Records to process —
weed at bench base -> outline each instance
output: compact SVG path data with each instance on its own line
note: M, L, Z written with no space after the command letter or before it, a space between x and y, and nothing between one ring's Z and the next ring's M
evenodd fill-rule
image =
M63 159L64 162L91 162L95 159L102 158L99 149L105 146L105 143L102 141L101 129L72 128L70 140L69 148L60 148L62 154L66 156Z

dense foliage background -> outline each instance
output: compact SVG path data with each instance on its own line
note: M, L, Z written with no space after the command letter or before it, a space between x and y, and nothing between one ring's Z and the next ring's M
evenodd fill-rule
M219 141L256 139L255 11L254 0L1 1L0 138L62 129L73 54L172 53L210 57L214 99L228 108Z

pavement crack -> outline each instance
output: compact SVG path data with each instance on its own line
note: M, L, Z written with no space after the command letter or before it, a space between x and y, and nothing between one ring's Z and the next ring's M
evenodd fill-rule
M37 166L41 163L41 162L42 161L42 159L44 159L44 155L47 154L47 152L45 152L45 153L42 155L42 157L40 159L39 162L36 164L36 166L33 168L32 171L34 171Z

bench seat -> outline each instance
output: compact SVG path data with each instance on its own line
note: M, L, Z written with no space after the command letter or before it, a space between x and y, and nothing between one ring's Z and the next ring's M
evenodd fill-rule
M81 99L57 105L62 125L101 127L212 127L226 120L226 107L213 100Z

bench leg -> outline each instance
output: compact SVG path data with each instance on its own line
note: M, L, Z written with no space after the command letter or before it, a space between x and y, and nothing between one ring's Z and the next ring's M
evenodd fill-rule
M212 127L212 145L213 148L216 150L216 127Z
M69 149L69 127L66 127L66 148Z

---

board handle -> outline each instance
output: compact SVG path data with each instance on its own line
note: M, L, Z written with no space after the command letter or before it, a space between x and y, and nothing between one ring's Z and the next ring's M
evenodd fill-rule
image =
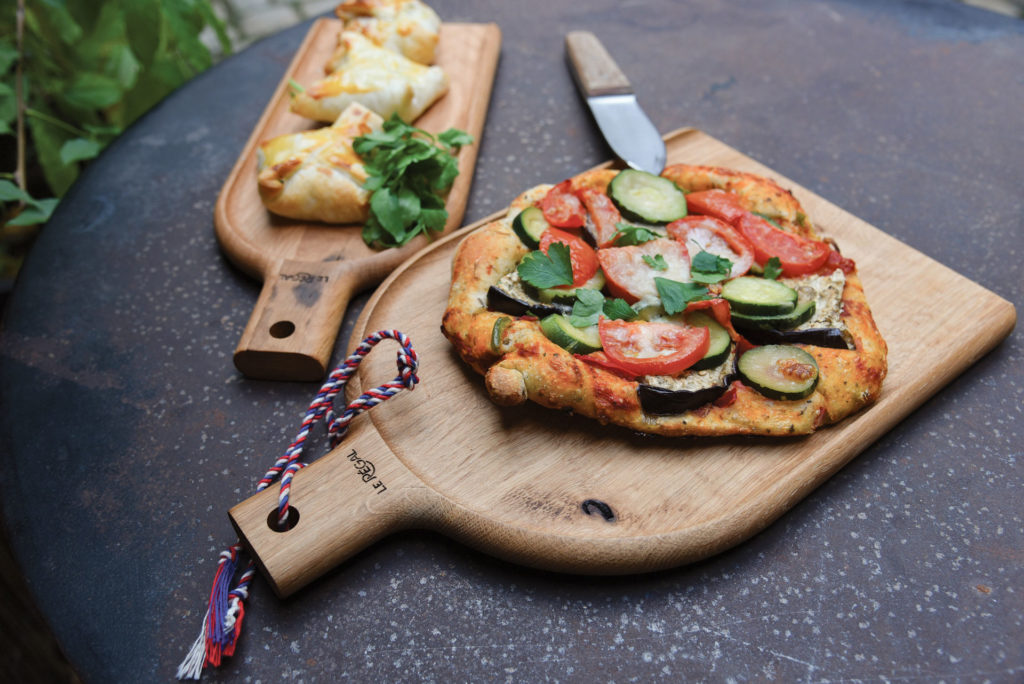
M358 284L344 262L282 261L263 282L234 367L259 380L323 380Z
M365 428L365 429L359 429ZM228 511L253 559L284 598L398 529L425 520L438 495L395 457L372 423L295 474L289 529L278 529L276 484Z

What is needed — Switch "evenodd" to "nonzero" in the rows from the line with "bench leg -> outline each instance" to the line with "M69 149L69 127L66 127L66 148Z", leaving everything else as it is. Give back only those lines.

Reply —
bench leg -> outline each instance
output: compact SVG path data with each instance on its own line
note: M, L, Z written with no space after the command letter or before it, a space between x and y, and nothing between one ring's Z and the next ring's M
nonzero fill-rule
M212 127L212 145L213 148L216 150L216 127Z
M69 149L69 127L66 127L66 148Z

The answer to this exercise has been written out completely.